**ИСХОДНЫЙ ТЕКСТ**
#####

Я показала под стол (там валялся еще недавно обожаемый, а теперь ненавистный пеленыш) и сбивчиво рассказала о том, что произошло.

Юрий Карлович неожиданно заинтересовался этой историей. Он несколько раз переспрашивал, чем я кормила куклу и как выглядел мышонок. Он поднял пеленыша, внимательно осмотрел его и, словно взвешивая, подержал на своей небольшой, с длинными артистическими пальцами, руке. Потом, обернувшись ко мне, сказал:

– Вот что, дело дрянь! Существо, в котором могут завестись мыши, не стоит ни любви, ни ненависти. Выбрось эту куклу и забудь про нее. Неинтересно это…

Мне вдруг показалось, что он разговаривает вовсе не со мной. Но он потер (именно потер, а не погладил) мою макушку и продолжал:

– Я пишу сказку про девочку и про куклу. Да-да, про куклу, – повторил он, хотя я не переспрашивала и не возражала. – Непременно про куклу! Только моя кукла совсем как живая. Она умеет танцевать и петь. Она добрая и несчастная. А может, она не кукла, а девочка? В ней никогда не заведутся мыши…

Я молча кивнула.– Скоро я подарю тебе эту книгу!

#####

(Записи из набора данных)

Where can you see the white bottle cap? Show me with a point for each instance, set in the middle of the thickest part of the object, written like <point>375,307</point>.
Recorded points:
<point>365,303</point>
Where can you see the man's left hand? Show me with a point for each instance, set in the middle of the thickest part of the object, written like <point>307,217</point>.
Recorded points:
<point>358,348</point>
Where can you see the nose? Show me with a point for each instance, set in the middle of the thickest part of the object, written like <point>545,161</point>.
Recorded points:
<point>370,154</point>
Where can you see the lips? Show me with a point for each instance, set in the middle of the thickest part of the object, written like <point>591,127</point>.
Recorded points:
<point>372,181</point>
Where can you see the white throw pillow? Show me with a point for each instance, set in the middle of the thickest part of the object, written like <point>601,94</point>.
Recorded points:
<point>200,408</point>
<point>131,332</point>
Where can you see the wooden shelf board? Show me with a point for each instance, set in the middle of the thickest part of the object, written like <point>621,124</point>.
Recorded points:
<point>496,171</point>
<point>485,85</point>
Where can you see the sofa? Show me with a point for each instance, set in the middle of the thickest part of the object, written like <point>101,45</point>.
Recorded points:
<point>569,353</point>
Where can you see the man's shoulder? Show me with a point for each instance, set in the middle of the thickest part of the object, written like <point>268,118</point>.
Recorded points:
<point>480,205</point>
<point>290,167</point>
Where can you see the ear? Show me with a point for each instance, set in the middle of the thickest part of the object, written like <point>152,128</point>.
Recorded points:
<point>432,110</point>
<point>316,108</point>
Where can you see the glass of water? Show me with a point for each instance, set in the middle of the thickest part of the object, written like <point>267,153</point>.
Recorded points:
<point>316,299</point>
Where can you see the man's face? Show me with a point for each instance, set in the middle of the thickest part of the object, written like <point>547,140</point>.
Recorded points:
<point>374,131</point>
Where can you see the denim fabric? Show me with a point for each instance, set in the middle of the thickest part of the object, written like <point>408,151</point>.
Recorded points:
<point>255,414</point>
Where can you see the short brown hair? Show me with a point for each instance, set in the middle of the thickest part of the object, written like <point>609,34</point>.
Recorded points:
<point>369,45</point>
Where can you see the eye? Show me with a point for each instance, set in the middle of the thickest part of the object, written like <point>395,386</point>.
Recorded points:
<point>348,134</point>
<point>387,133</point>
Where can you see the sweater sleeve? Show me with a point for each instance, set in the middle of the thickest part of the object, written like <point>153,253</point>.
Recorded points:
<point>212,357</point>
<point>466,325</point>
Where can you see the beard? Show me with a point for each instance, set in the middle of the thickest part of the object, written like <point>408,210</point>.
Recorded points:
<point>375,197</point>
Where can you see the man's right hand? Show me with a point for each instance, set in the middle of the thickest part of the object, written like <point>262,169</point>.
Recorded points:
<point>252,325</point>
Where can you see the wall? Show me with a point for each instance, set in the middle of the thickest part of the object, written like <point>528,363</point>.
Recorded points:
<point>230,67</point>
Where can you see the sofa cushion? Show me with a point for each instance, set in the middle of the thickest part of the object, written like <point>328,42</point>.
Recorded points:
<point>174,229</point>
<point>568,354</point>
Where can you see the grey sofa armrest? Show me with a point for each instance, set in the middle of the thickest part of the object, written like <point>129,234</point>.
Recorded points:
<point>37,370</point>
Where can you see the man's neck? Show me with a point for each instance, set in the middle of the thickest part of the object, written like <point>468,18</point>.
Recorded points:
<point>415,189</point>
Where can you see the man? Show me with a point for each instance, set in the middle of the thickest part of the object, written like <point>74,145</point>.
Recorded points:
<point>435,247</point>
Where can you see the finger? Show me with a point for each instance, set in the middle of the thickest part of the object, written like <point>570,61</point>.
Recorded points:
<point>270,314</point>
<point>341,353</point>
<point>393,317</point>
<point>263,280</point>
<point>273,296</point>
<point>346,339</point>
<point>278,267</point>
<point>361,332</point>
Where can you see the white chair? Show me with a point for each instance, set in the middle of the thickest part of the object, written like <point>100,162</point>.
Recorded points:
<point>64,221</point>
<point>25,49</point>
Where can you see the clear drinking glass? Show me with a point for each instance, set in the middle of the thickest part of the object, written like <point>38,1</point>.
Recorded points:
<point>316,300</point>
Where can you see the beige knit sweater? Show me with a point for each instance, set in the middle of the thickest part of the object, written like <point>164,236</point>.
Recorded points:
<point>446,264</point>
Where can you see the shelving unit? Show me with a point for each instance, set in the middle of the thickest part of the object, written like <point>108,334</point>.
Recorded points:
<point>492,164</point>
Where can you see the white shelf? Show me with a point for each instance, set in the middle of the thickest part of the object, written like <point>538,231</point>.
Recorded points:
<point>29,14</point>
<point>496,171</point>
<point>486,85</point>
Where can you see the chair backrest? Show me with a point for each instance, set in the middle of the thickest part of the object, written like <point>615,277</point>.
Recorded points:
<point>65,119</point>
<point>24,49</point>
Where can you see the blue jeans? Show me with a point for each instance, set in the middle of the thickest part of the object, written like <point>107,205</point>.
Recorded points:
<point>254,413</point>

#####

**ЧТО СДЕЛАТЬ**
a: Выпишите из рассказа о кукле дословно всё, начиная со слов "Мне вдруг показалось, что" и вниз до слов "тебе эту книгу!".
b: Что, по словам Юрия Карловича в рассказе о кукле, умеет делать кукла из его сказки?
c: Продолжите рассказ о кукле, начав сразу после его последней фразы.

**ОТВЕТЫ К ЗАДАНИЯМ**
a:
Мне вдруг показалось, что он разговаривает вовсе не со мной. Но он потер (именно потер, а не погладил) мою макушку и продолжал:

– Я пишу сказку про девочку и про куклу. Да-да, про куклу, – повторил он, хотя я не переспрашивала и не возражала. – Непременно про куклу! Только моя кукла совсем как живая. Она умеет танцевать и петь. Она добрая и несчастная. А может, она не кукла, а девочка? В ней никогда не заведутся мыши…

Я молча кивнула.– Скоро я подарю тебе эту книгу!

b: Танцевать и петь.

c:
Не помню, сколько прошло времени – в детстве месяц может показаться веком, – но однажды мама, вернувшись домой, многозначительно сказала:





– Юрий Карлович прислал тебе книгу с автографом. Береги ее.

Я раскрыла нарядную книгу с веселыми и чистыми картинками Добужинского. Она называлась «Три толстяка». И хотя действие ее происходит в условной стране, я не знаю другой такой книги, которая бы так деловито, весело и доходчиво рассказывала о торжестве справедливости, о красоте человеческих отношений, как эта романтическая сказка.

Конечно, маленькая Суок в розовом, усыпанном блестками кисейном платье, спасающая отважного Просперо, не шла ни в какое сравнение с моим неповоротливым полосатым пеленышем. Девочку с тающим именем Суок можно было любить, с ней можно было дружить. И я полюбила ее и подружилась с ней на всю жизнь.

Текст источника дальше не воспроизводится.